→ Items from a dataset

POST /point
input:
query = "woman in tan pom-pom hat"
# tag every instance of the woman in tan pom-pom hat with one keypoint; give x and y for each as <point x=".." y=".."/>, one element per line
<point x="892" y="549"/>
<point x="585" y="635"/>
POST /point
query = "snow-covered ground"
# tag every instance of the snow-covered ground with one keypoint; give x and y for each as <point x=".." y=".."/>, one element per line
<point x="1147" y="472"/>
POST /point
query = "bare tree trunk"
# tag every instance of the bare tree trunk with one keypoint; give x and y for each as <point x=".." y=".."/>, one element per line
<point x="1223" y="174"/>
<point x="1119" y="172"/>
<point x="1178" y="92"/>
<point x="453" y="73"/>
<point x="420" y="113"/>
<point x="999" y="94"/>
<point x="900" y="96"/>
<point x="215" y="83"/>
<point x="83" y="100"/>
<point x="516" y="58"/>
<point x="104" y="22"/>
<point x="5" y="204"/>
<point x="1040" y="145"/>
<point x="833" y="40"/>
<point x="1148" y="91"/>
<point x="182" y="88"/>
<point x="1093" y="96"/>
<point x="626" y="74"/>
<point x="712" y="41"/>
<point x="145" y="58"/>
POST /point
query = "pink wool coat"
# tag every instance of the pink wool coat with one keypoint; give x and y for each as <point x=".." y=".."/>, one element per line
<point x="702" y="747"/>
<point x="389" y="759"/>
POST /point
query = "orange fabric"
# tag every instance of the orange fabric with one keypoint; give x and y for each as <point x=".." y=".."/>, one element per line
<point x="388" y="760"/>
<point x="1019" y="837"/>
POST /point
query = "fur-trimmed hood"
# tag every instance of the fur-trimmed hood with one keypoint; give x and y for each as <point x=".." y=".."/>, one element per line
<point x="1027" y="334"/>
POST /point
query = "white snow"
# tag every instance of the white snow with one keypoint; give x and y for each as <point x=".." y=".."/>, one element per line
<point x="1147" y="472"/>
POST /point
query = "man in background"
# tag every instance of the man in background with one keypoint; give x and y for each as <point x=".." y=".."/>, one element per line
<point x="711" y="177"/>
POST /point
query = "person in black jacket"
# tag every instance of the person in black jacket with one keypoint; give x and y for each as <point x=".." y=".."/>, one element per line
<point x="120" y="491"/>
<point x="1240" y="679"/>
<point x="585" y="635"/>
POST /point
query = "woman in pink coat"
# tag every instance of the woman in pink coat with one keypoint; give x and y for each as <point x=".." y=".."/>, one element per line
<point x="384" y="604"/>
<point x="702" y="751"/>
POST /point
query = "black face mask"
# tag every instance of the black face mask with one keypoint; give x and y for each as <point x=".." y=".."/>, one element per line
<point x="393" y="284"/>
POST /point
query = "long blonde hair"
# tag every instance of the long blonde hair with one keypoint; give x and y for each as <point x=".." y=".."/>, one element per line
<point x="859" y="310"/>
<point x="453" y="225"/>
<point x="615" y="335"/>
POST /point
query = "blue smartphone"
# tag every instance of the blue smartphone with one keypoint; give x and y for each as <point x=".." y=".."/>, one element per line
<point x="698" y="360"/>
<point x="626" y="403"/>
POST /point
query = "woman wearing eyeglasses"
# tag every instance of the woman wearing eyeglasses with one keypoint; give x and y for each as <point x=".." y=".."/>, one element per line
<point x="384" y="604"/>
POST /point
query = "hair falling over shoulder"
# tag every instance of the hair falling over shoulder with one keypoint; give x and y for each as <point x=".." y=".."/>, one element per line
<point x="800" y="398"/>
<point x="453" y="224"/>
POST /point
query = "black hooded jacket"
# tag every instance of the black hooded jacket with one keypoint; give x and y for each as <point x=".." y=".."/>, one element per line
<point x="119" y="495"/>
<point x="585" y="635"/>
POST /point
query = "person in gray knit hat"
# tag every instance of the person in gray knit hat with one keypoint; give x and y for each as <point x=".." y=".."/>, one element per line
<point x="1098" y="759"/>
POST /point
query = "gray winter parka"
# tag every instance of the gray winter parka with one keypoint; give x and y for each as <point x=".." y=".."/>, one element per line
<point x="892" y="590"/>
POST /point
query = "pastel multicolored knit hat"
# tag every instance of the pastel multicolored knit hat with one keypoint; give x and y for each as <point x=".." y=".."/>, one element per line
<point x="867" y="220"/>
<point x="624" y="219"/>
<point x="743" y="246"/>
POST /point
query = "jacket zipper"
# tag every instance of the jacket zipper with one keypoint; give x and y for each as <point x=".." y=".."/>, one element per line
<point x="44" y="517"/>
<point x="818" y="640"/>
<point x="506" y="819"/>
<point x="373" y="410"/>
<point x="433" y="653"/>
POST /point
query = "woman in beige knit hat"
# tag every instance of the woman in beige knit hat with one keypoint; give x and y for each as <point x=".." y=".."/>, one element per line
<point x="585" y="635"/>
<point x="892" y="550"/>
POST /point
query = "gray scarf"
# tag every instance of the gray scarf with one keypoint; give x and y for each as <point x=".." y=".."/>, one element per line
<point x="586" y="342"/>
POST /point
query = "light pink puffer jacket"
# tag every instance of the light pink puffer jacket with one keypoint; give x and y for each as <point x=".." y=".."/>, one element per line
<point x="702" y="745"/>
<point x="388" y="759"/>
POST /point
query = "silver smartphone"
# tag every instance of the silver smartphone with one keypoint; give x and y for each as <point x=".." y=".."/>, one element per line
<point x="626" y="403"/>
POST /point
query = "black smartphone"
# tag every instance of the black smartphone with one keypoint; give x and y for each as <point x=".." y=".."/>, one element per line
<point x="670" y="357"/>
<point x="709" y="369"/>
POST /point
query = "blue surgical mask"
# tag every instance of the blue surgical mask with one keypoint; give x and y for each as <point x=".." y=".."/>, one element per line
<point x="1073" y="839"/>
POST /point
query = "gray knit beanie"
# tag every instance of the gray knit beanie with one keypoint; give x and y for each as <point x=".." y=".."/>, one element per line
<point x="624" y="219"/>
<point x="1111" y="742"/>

--

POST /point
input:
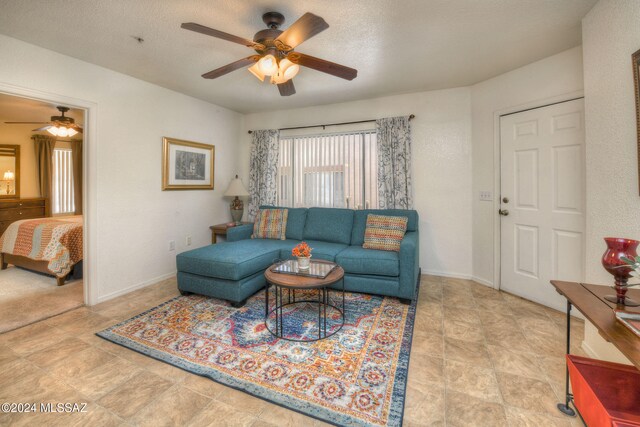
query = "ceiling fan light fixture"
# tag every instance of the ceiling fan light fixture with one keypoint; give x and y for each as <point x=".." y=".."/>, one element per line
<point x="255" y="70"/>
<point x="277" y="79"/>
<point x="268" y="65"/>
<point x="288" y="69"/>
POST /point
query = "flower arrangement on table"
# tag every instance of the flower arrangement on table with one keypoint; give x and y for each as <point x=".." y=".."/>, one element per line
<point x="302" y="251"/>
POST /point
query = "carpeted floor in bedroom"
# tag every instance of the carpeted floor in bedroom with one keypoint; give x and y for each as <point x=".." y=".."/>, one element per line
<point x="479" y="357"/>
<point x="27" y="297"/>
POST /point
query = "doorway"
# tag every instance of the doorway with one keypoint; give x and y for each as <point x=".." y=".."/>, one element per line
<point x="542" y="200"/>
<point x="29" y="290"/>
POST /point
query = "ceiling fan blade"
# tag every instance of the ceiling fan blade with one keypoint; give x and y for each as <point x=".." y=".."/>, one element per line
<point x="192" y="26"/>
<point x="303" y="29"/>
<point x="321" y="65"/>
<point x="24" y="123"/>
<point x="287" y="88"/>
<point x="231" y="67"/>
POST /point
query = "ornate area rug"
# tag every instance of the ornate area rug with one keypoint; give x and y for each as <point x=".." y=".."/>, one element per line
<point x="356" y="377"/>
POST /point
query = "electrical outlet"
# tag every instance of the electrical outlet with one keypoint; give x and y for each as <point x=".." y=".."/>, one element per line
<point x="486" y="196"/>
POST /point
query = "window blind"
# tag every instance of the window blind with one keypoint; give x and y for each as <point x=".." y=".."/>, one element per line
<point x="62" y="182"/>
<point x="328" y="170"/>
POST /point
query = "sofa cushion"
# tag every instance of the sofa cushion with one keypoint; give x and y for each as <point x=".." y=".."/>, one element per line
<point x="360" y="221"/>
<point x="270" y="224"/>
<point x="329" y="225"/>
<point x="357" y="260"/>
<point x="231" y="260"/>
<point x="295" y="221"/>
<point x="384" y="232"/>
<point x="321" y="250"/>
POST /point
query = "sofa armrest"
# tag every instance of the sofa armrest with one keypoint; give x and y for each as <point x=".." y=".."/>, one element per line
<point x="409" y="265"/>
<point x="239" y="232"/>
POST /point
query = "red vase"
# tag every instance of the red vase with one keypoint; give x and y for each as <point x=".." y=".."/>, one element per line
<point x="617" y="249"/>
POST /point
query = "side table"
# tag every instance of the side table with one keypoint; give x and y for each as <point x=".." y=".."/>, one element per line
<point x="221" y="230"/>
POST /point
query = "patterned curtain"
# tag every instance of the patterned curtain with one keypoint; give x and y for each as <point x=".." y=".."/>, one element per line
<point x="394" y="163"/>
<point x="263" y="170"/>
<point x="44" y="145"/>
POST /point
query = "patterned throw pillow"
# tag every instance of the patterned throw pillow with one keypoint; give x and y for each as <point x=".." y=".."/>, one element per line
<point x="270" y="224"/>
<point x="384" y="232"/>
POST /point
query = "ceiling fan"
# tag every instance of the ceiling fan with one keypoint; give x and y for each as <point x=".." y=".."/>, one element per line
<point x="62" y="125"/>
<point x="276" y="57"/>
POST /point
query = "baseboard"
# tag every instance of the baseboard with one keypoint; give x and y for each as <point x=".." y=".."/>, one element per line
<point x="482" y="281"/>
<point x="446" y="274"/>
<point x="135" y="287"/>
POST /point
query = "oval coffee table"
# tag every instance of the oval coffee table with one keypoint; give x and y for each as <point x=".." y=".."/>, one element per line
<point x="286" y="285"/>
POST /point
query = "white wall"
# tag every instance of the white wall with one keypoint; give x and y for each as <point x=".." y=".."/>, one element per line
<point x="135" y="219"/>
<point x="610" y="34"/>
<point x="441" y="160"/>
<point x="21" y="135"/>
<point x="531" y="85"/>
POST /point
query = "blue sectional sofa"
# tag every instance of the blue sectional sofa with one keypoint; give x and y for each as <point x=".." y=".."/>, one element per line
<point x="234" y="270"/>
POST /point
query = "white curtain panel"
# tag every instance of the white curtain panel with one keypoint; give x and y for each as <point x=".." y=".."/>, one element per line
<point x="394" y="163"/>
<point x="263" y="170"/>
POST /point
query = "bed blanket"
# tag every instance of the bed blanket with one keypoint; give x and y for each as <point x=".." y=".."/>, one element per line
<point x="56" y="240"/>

→ Work to complete
Count the lines in the listing above that contain the string "orange". Reply with the number only.

→ Answer to this task
2